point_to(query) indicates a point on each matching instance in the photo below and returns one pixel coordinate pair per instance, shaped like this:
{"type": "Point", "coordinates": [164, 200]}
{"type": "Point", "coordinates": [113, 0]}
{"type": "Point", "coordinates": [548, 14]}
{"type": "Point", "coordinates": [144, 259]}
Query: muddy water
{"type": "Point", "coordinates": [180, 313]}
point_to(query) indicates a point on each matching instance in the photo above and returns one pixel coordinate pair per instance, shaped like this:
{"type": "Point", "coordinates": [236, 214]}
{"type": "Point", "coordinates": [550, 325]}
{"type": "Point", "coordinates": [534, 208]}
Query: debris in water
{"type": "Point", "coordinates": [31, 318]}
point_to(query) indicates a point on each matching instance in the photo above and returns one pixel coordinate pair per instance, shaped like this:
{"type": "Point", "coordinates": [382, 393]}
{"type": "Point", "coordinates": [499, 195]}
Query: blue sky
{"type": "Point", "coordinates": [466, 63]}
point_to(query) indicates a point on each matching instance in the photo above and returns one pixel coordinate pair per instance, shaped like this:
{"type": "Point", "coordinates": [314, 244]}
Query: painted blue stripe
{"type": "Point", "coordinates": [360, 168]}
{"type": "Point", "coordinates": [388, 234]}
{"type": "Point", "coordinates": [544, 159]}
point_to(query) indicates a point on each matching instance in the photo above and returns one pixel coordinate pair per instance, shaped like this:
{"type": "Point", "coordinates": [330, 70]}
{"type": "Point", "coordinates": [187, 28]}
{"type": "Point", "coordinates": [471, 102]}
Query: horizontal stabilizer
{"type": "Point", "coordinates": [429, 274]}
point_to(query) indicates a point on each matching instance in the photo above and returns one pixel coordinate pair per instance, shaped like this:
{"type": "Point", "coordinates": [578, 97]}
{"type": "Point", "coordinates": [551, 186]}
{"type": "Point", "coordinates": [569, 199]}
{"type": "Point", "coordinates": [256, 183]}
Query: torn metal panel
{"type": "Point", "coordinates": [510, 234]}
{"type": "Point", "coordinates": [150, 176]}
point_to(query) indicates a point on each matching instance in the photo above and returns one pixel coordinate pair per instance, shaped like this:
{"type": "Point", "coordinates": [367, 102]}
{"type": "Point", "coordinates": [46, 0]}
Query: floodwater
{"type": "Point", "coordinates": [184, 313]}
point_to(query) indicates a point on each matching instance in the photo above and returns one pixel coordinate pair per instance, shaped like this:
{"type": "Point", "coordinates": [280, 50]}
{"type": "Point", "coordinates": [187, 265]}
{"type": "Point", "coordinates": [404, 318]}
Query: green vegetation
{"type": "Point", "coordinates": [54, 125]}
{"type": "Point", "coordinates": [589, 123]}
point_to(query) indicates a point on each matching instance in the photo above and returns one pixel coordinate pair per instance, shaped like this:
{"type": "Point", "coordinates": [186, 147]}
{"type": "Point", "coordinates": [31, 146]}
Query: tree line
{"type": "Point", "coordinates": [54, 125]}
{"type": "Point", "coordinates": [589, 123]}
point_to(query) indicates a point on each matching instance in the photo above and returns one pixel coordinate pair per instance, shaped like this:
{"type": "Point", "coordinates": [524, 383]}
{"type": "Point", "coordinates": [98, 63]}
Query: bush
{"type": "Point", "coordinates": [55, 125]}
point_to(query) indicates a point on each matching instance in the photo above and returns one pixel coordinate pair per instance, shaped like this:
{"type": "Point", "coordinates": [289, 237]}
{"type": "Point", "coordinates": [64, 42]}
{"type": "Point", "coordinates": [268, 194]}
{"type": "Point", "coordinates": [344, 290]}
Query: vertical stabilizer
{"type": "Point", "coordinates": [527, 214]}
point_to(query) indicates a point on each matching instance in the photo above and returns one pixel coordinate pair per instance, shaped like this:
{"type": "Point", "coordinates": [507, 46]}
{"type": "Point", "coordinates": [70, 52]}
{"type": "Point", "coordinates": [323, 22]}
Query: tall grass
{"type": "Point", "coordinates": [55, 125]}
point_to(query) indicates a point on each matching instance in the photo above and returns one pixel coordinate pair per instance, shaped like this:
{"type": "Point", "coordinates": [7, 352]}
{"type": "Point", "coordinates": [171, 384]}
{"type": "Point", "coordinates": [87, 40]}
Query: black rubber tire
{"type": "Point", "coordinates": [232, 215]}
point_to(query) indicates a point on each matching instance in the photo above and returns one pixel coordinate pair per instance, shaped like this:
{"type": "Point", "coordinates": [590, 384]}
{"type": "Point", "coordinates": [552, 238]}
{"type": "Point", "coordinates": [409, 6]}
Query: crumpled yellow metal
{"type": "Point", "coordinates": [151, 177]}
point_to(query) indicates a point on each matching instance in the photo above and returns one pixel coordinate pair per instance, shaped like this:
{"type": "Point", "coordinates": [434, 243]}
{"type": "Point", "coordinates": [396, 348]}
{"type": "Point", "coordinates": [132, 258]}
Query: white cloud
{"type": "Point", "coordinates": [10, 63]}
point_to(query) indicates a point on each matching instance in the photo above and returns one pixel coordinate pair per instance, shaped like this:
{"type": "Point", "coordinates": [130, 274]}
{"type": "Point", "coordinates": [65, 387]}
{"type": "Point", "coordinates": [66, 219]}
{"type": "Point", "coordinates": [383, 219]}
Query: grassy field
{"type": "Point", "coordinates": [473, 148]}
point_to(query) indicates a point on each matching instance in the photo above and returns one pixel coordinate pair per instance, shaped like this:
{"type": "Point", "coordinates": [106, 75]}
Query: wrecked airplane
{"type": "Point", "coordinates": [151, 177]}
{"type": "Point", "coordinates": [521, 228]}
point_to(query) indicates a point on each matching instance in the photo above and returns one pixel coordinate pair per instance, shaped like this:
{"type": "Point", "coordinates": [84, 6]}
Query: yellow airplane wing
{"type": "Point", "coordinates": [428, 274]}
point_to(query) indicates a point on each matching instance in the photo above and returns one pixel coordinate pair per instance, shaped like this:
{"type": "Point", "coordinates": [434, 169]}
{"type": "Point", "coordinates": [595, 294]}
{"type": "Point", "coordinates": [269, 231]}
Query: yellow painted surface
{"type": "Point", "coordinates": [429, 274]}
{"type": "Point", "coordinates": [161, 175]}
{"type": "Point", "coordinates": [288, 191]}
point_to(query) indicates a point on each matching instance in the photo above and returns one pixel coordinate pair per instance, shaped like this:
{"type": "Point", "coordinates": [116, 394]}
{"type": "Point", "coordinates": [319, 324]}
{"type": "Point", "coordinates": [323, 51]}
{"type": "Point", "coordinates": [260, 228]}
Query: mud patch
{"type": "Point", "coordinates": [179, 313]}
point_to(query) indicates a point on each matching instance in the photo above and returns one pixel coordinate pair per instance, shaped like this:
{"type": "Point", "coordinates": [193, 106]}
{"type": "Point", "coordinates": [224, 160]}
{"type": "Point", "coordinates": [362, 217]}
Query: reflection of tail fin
────────
Problem:
Quote the data in full, keeping each word unchanged.

Written answer:
point_to(query) indicates a point on each matching instance in the photo below and returns one pixel coordinate pair per instance, shaped like this:
{"type": "Point", "coordinates": [164, 200]}
{"type": "Point", "coordinates": [113, 0]}
{"type": "Point", "coordinates": [548, 14]}
{"type": "Point", "coordinates": [144, 259]}
Query: muddy water
{"type": "Point", "coordinates": [180, 313]}
point_to(query) indicates a point on each matching instance in the photo above and returns one pixel coordinate pair per instance, shaped like this:
{"type": "Point", "coordinates": [236, 214]}
{"type": "Point", "coordinates": [550, 325]}
{"type": "Point", "coordinates": [534, 208]}
Query: debris in water
{"type": "Point", "coordinates": [31, 318]}
point_to(query) indicates a point on each matching instance in the photo above and returns one pixel coordinate pair per instance, shaped like this:
{"type": "Point", "coordinates": [382, 393]}
{"type": "Point", "coordinates": [499, 195]}
Query: blue sky
{"type": "Point", "coordinates": [466, 63]}
point_to(query) indicates a point on each matching instance in the photo above and returns one pixel coordinate pair per instance, shaped like this:
{"type": "Point", "coordinates": [314, 244]}
Query: painted blue stripe
{"type": "Point", "coordinates": [360, 168]}
{"type": "Point", "coordinates": [388, 234]}
{"type": "Point", "coordinates": [544, 159]}
point_to(query) indicates a point on each matching instance in the photo above and returns one pixel coordinate pair per instance, shaped like this:
{"type": "Point", "coordinates": [330, 70]}
{"type": "Point", "coordinates": [187, 28]}
{"type": "Point", "coordinates": [471, 102]}
Query: horizontal stabilizer
{"type": "Point", "coordinates": [429, 274]}
point_to(query) indicates a point on each matching instance in the photo above and returns one pixel coordinate pair per instance, shaped like this:
{"type": "Point", "coordinates": [578, 97]}
{"type": "Point", "coordinates": [551, 186]}
{"type": "Point", "coordinates": [569, 199]}
{"type": "Point", "coordinates": [256, 183]}
Query: torn metal panel
{"type": "Point", "coordinates": [510, 234]}
{"type": "Point", "coordinates": [150, 176]}
point_to(query) indicates a point on each matching instance in the photo above and returns one pixel coordinate pair per instance, shaped like this:
{"type": "Point", "coordinates": [367, 102]}
{"type": "Point", "coordinates": [46, 0]}
Query: floodwater
{"type": "Point", "coordinates": [184, 313]}
point_to(query) indicates a point on each matching instance in the photo above and returns one pixel coordinate pair per instance, shaped like this:
{"type": "Point", "coordinates": [280, 50]}
{"type": "Point", "coordinates": [187, 265]}
{"type": "Point", "coordinates": [404, 318]}
Query: green vegetation
{"type": "Point", "coordinates": [54, 125]}
{"type": "Point", "coordinates": [589, 123]}
point_to(query) indicates a point on each matching instance in the photo above and returns one pixel coordinate pair per instance, shaped like this:
{"type": "Point", "coordinates": [186, 147]}
{"type": "Point", "coordinates": [31, 146]}
Query: tree line
{"type": "Point", "coordinates": [54, 125]}
{"type": "Point", "coordinates": [589, 123]}
point_to(query) indicates a point on each matching instance in the photo above and returns one pixel coordinate pair per instance, shaped like this:
{"type": "Point", "coordinates": [524, 383]}
{"type": "Point", "coordinates": [98, 63]}
Query: bush
{"type": "Point", "coordinates": [55, 125]}
point_to(query) indicates a point on each matching instance in the photo above and returns one pixel coordinate pair per instance, shaped like this:
{"type": "Point", "coordinates": [289, 237]}
{"type": "Point", "coordinates": [64, 42]}
{"type": "Point", "coordinates": [268, 194]}
{"type": "Point", "coordinates": [344, 290]}
Query: vertical stabilizer
{"type": "Point", "coordinates": [527, 214]}
point_to(query) indicates a point on each matching instance in the photo above and returns one pixel coordinate pair per instance, shaped like this:
{"type": "Point", "coordinates": [507, 46]}
{"type": "Point", "coordinates": [70, 52]}
{"type": "Point", "coordinates": [323, 22]}
Query: tall grass
{"type": "Point", "coordinates": [55, 125]}
point_to(query) indicates a point on each matching instance in the photo above and returns one pixel coordinate pair per instance, shaped like this:
{"type": "Point", "coordinates": [7, 352]}
{"type": "Point", "coordinates": [171, 384]}
{"type": "Point", "coordinates": [87, 40]}
Query: black rubber tire
{"type": "Point", "coordinates": [232, 215]}
point_to(query) indicates a point on each matching instance in the photo above and returns one pixel coordinate pair per instance, shaped like this:
{"type": "Point", "coordinates": [590, 384]}
{"type": "Point", "coordinates": [552, 238]}
{"type": "Point", "coordinates": [409, 6]}
Query: crumpled yellow metal
{"type": "Point", "coordinates": [151, 177]}
point_to(query) indicates a point on each matching instance in the photo above and returns one pixel coordinate pair per instance, shaped like this:
{"type": "Point", "coordinates": [434, 243]}
{"type": "Point", "coordinates": [396, 348]}
{"type": "Point", "coordinates": [132, 258]}
Query: white cloud
{"type": "Point", "coordinates": [10, 63]}
point_to(query) indicates a point on each matching instance in the photo above and returns one pixel coordinate pair per instance, shaped like this:
{"type": "Point", "coordinates": [130, 274]}
{"type": "Point", "coordinates": [65, 387]}
{"type": "Point", "coordinates": [66, 219]}
{"type": "Point", "coordinates": [383, 219]}
Query: grassy field
{"type": "Point", "coordinates": [473, 148]}
point_to(query) indicates a point on each matching instance in the photo above and returns one pixel coordinate pair per instance, shaped like this:
{"type": "Point", "coordinates": [106, 75]}
Query: wrecked airplane
{"type": "Point", "coordinates": [151, 177]}
{"type": "Point", "coordinates": [521, 228]}
point_to(query) indicates a point on each matching instance in the photo above and returns one pixel coordinate pair per instance, shaped like this:
{"type": "Point", "coordinates": [84, 6]}
Query: yellow airplane wing
{"type": "Point", "coordinates": [428, 274]}
point_to(query) indicates a point on each matching instance in the photo above and returns one pixel coordinate pair per instance, shaped like this:
{"type": "Point", "coordinates": [434, 169]}
{"type": "Point", "coordinates": [595, 294]}
{"type": "Point", "coordinates": [269, 231]}
Query: yellow painted surface
{"type": "Point", "coordinates": [429, 274]}
{"type": "Point", "coordinates": [161, 175]}
{"type": "Point", "coordinates": [288, 191]}
point_to(query) indicates a point on each matching instance in the photo above and returns one pixel coordinate pair per instance, shaped like this:
{"type": "Point", "coordinates": [116, 394]}
{"type": "Point", "coordinates": [319, 324]}
{"type": "Point", "coordinates": [323, 51]}
{"type": "Point", "coordinates": [260, 228]}
Query: mud patch
{"type": "Point", "coordinates": [179, 313]}
point_to(query) indicates a point on each matching instance in the photo above and returns one pixel coordinate pair per instance, shaped like this:
{"type": "Point", "coordinates": [193, 106]}
{"type": "Point", "coordinates": [224, 160]}
{"type": "Point", "coordinates": [362, 217]}
Query: reflection of tail fin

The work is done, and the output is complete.